Archives par mot-clé : Vertu

“Qu’est-ce que cette tempête, sinon la passion de chacun?”

L’importance de travailler dans la vertu de la tempérance

Homélie pour le Dimanche XIX, année A (Mt 14, 22-33)

Le miracle que nous venons de proclamer dans l’évangile d’aujourd’hui est la continuation historique du miracle raconté dans l’évangile du dimanche dernier : le Seigneur avait multiplié les pains et les poissons pour plus de cinq mille personnes. « Aussitôt après avoir nourri la foule dans le désert, Jésus obligea les disciples à monter dans la barque et à le précéder sur l’autre rive », tandis que le Seigneur renverrait les foules pour dédier ensuite un moment bien prolongé à la prière sur une colline pendant la nuit ; cette description nous montre d’un côté l’humanité du Seigneur saluant les gens qui le suivaient et d’un autre côté la profonde communication qu’Il avait avec Dieu, le Père, car Jésus laissait de côté le sommeil et la fatigue d’une longue journée de prédication pour se plonger dans un profond dialogue d’amour avec Dieu, ce qui ne laisse d’être un grand exemple nous pour.

____

● **Consigne**
D'après l'homélie, pour combien de personnes le Seigneur avait-il multiplié les pains et les poissons ?

(Entrées de données enregistrées)
____

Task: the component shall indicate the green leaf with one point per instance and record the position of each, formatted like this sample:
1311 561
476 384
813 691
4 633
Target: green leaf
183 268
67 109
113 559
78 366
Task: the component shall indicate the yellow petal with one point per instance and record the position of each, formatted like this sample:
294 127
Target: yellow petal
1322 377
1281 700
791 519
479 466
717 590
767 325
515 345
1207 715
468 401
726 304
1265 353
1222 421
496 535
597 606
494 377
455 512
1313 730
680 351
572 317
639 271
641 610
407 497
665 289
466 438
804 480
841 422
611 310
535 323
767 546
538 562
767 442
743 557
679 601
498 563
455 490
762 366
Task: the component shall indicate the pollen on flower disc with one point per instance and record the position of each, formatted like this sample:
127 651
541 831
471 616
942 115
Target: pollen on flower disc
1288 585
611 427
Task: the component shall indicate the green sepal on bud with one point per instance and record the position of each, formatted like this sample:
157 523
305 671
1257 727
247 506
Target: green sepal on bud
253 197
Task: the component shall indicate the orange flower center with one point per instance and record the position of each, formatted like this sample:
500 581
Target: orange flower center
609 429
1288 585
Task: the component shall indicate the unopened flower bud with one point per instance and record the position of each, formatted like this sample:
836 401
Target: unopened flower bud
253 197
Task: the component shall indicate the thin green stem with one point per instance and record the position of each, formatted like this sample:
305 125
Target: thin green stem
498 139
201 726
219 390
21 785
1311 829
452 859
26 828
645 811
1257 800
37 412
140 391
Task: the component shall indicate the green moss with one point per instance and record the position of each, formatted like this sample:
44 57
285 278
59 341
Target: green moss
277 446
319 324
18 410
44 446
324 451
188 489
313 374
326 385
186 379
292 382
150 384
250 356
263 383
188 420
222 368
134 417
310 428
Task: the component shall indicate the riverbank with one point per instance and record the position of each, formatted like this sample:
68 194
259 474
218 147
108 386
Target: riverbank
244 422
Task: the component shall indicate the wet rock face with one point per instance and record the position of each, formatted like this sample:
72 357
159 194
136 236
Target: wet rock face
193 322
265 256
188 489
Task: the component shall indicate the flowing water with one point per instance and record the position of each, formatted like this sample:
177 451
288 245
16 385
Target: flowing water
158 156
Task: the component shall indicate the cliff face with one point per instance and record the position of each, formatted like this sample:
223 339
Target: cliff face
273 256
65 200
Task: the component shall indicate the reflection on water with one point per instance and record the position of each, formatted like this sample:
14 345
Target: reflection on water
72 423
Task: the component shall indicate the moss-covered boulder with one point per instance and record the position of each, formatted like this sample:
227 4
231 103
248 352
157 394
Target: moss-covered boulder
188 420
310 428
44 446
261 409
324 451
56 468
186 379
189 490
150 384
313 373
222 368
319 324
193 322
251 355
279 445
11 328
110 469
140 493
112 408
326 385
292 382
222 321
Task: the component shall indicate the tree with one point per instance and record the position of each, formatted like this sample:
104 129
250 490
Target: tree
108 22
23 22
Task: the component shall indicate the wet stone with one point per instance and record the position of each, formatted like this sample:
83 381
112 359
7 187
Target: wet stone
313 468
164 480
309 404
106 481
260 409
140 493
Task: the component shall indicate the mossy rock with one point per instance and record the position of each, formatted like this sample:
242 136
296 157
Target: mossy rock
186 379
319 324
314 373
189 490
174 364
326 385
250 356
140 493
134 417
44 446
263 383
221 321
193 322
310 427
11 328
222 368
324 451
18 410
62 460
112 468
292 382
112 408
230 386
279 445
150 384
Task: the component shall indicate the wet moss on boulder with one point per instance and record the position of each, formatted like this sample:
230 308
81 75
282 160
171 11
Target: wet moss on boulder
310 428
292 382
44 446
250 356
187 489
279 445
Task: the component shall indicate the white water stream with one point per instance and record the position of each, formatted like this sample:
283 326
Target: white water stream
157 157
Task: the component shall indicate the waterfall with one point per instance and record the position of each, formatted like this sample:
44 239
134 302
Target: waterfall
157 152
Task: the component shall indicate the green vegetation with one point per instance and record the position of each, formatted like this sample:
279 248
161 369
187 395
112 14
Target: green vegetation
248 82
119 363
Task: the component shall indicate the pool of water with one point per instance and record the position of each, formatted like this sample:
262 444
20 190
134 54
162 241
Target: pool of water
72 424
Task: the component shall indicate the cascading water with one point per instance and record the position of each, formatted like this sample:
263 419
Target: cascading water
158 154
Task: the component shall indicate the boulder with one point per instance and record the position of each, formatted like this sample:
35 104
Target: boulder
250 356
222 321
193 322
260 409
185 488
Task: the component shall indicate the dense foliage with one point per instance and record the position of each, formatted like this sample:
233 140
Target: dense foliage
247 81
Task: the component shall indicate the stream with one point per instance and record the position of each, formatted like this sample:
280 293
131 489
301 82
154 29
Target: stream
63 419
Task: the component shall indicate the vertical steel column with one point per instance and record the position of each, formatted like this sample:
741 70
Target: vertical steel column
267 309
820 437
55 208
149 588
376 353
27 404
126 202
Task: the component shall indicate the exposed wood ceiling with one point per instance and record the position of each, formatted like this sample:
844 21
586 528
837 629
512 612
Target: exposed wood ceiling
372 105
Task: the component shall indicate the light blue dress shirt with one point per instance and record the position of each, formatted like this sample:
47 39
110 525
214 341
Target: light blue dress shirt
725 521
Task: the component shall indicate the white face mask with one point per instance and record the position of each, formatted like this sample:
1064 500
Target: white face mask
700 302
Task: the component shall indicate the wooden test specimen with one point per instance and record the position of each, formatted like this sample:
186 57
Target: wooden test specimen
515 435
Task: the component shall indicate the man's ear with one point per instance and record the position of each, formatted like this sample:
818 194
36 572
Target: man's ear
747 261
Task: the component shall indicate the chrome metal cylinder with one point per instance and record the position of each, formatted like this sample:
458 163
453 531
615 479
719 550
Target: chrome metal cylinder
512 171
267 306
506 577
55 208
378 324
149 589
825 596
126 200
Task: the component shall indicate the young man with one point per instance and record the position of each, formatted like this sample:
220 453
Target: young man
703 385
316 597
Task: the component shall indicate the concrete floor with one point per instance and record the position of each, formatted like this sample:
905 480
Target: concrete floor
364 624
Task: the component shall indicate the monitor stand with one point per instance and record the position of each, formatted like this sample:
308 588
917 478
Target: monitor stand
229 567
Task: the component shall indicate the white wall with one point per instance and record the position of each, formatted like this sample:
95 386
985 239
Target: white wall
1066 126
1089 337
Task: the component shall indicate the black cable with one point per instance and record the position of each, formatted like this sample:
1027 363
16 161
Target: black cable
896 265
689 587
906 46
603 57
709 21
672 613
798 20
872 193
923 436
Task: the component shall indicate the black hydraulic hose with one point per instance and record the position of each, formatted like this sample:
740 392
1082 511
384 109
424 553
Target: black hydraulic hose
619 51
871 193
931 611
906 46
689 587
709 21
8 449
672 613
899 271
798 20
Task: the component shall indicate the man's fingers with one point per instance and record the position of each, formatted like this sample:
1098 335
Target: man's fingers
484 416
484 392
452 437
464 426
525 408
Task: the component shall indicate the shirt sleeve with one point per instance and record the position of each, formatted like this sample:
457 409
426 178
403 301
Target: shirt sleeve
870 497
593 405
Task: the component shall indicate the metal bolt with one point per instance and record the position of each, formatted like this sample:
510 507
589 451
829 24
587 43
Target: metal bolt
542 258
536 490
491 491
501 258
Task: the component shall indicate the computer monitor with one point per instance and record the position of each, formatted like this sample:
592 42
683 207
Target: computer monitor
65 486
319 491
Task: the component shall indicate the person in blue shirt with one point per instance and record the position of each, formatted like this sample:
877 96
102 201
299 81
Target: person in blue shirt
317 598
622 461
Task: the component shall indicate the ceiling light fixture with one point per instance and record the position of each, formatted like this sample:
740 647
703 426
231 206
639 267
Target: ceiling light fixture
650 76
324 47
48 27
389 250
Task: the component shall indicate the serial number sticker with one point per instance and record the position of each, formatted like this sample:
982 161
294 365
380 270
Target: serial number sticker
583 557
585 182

____

● **Bonne réponse**
Pour plus de cinq mille personnes.